Given problem: Reproduce the lines of the material below verbatim, starting at the line that contains "Note for the class: annotate every instance of the paving" and continuing through the last line, inclusive.

[A run of records]

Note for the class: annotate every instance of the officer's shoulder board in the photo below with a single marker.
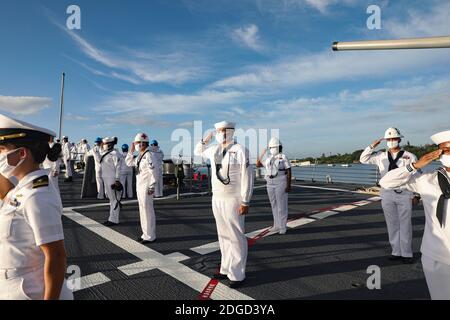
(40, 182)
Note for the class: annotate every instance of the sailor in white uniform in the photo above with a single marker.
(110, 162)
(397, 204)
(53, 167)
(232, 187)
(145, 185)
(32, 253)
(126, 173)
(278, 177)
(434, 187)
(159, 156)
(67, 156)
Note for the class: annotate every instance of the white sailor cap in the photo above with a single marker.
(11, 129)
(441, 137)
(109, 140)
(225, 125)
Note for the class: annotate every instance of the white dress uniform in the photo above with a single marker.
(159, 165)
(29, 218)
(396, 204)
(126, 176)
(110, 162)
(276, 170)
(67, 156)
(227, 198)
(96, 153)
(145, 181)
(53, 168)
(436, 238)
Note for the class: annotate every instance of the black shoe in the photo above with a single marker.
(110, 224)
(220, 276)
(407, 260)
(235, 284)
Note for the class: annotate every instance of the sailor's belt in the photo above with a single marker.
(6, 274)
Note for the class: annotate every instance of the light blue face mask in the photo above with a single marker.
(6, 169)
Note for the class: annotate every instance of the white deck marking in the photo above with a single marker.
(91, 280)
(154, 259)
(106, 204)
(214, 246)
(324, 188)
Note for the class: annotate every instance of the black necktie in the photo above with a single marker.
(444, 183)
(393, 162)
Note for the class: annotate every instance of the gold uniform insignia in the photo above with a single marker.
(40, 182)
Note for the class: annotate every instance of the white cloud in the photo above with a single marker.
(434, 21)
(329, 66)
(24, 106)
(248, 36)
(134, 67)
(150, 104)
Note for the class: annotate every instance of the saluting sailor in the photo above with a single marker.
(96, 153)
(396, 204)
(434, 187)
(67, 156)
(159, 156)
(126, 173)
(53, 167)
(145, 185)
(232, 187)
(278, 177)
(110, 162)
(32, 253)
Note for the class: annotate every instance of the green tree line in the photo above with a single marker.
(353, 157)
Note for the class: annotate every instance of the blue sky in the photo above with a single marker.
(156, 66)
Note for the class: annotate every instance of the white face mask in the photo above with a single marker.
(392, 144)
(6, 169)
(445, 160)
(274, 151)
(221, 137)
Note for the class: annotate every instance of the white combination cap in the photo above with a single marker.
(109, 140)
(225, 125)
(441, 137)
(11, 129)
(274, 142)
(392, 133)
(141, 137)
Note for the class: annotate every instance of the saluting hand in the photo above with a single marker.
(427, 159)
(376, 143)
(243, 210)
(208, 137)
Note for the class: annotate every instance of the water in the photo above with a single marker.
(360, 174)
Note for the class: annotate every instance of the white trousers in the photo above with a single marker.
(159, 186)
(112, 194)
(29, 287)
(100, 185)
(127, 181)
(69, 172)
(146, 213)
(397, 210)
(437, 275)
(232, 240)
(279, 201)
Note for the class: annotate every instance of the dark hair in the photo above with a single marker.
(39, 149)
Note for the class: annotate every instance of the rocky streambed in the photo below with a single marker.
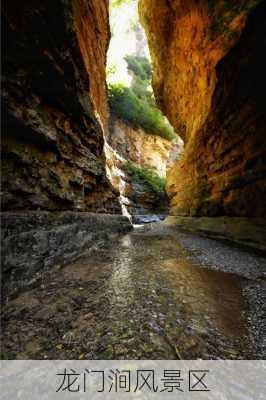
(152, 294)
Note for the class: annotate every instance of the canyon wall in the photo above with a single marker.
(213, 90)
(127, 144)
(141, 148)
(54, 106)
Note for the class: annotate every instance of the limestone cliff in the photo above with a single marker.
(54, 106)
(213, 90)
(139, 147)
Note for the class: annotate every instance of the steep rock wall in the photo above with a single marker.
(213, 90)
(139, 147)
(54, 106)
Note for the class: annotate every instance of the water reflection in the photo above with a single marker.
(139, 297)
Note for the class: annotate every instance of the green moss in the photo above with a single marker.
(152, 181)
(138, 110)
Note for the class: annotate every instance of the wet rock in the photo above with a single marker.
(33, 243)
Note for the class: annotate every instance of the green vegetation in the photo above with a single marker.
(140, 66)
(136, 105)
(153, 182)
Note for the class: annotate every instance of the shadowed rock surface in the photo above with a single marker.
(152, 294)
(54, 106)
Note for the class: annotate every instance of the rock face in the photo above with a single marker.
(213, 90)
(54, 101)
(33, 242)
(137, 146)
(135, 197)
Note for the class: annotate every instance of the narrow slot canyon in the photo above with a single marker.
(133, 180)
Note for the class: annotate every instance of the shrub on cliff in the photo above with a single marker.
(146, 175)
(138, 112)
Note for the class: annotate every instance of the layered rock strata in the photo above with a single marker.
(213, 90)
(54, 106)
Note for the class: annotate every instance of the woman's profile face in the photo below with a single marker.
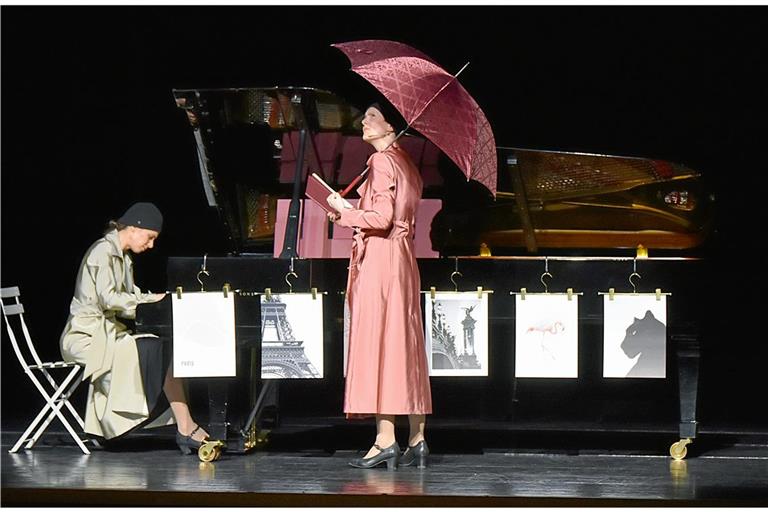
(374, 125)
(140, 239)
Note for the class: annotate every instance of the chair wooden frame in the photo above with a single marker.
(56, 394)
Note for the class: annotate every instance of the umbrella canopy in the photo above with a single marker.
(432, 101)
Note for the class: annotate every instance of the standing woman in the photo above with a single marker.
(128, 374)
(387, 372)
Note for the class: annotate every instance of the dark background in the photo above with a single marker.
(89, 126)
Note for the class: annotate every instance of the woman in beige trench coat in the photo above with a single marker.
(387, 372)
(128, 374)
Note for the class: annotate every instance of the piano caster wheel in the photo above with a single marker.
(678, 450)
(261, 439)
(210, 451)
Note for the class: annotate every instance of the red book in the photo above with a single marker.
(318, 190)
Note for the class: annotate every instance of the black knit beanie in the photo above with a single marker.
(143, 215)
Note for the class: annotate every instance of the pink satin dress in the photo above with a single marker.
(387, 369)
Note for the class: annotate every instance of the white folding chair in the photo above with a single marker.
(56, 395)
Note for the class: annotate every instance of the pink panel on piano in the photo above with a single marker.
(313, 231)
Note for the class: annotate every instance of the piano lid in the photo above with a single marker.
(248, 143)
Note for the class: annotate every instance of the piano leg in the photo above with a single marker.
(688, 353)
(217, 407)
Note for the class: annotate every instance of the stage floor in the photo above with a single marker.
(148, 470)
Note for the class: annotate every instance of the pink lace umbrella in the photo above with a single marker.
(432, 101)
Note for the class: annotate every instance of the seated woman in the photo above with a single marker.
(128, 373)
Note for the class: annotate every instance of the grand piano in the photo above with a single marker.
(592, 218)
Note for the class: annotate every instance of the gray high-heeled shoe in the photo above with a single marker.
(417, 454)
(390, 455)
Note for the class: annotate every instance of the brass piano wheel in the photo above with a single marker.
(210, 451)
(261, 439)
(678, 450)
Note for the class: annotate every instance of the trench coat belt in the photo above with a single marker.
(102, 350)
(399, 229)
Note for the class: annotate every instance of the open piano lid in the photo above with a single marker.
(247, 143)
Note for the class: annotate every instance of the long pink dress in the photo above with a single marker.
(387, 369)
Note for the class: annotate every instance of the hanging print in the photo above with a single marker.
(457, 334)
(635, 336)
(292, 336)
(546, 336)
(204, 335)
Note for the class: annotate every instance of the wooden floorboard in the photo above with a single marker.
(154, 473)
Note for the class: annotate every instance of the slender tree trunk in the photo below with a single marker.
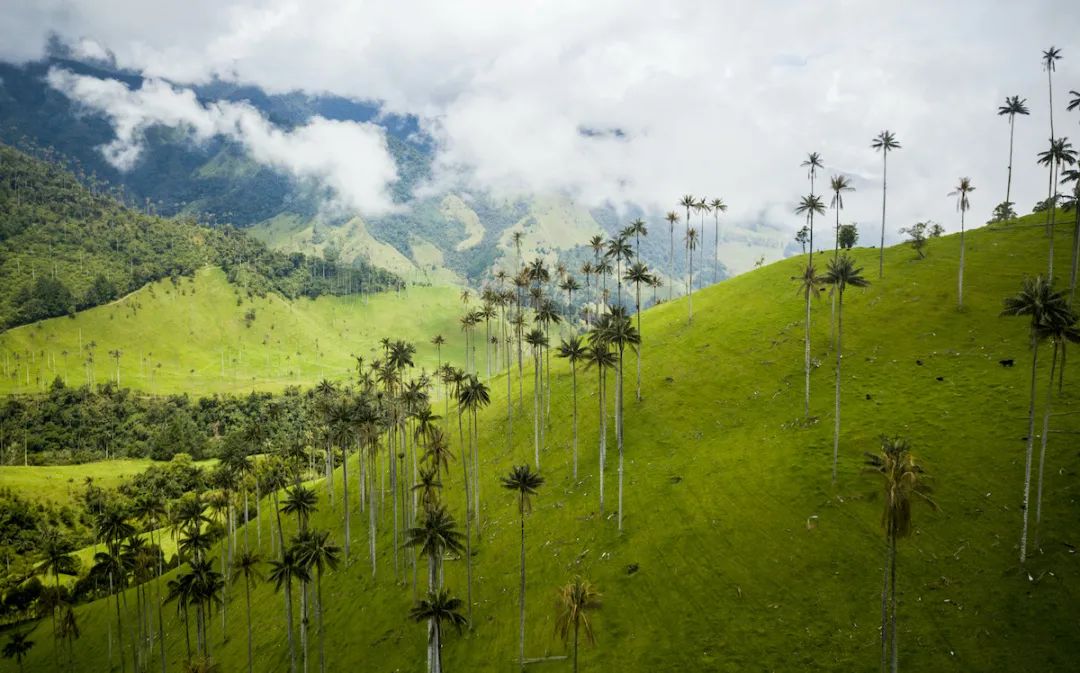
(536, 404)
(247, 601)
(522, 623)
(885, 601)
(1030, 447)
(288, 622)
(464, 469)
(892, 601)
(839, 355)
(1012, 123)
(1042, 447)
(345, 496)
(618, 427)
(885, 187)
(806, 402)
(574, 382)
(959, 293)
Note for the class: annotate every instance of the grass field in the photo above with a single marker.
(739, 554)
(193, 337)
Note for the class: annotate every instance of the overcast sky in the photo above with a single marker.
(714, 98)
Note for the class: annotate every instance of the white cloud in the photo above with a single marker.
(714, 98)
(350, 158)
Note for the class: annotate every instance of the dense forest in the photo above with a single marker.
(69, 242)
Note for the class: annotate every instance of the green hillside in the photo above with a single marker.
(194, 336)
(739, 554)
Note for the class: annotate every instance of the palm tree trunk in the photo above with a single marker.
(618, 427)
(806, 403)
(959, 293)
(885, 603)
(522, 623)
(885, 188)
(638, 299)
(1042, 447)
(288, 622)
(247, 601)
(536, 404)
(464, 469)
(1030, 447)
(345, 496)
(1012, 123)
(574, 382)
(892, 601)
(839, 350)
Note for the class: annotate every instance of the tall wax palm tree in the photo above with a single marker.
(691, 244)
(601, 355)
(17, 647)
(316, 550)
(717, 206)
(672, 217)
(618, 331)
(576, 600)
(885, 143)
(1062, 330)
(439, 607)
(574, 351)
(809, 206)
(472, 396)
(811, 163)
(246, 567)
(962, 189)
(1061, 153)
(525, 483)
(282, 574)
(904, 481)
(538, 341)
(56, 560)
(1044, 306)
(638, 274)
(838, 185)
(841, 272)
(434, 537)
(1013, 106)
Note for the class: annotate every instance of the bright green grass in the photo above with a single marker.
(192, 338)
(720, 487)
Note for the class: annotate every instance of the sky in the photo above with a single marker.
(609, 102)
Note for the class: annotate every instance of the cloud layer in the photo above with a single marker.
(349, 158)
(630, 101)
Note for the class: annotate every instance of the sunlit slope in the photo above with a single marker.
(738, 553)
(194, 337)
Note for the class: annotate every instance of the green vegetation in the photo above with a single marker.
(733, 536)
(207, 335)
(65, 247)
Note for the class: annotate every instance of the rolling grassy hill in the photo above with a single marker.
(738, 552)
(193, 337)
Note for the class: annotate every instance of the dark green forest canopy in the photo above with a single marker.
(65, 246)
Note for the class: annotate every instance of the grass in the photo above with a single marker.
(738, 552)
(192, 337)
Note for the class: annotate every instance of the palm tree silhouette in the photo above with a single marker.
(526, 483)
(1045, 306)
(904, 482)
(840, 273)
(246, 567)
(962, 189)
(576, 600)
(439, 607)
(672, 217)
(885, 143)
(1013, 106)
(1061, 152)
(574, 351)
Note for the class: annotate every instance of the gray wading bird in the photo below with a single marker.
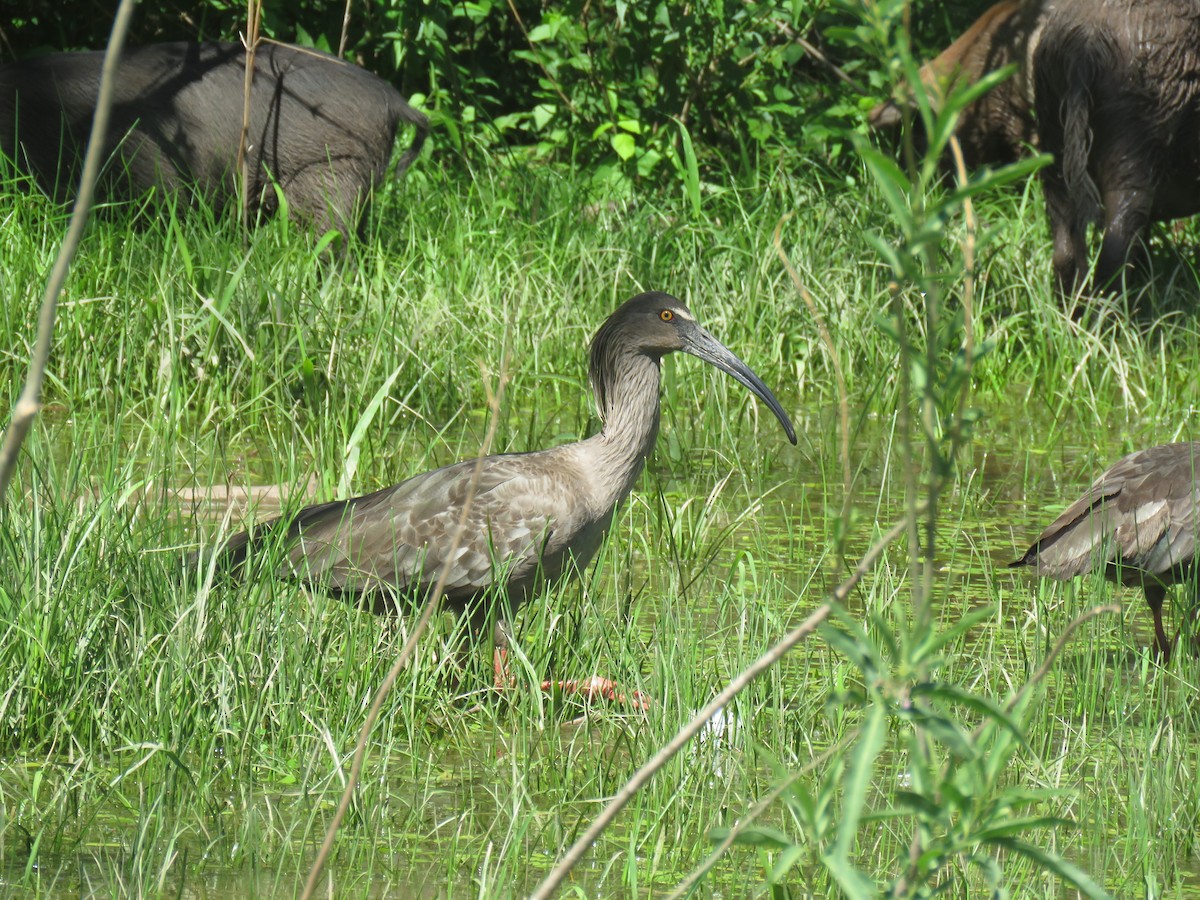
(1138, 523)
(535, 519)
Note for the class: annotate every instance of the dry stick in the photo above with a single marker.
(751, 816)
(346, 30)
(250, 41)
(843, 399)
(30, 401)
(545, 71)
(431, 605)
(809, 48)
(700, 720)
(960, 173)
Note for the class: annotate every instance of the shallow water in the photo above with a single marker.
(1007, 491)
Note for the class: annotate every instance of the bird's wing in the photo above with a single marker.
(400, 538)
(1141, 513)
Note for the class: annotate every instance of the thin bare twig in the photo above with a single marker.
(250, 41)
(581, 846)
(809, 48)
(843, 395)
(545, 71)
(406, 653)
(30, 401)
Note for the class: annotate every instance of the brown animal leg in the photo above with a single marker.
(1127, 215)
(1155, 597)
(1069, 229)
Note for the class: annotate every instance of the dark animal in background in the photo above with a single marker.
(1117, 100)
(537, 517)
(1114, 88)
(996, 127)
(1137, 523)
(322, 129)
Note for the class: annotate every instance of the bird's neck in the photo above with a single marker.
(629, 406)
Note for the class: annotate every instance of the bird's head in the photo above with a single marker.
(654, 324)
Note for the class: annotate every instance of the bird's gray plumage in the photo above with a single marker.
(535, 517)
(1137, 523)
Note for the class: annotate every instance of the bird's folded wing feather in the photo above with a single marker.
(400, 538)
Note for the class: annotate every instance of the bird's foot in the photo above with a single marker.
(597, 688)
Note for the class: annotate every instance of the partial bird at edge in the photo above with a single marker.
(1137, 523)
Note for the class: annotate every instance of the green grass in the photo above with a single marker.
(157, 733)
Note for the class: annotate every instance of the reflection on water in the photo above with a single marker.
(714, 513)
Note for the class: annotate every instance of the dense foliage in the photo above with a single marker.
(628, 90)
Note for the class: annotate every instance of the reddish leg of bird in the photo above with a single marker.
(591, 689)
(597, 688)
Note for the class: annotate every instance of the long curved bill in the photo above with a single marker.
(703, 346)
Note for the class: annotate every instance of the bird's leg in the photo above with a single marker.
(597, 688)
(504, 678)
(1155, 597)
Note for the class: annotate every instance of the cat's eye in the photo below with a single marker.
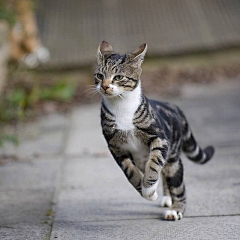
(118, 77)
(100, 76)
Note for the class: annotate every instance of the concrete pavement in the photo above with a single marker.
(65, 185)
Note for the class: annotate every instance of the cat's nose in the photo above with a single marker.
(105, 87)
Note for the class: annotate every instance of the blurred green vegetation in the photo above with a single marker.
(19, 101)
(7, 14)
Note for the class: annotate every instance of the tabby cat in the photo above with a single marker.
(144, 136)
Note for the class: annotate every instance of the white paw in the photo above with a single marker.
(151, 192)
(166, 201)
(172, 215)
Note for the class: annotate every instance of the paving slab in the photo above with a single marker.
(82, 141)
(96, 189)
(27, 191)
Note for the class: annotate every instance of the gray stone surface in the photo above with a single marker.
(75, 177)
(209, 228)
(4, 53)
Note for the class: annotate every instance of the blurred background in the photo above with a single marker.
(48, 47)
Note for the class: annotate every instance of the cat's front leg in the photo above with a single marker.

Problem solution:
Note for the class: annotate every instance of the paving slab in the photo above with a single marker.
(82, 141)
(96, 189)
(27, 191)
Note for the class: annotate every instance of the gray stone surface in the photo above with a single marker.
(75, 177)
(209, 228)
(4, 53)
Note for the class: annotate every instance of the blurred background in the photo above with a single marker.
(48, 47)
Note for the class: annotate every instance of the cat's front leg in the photo above with a single marker.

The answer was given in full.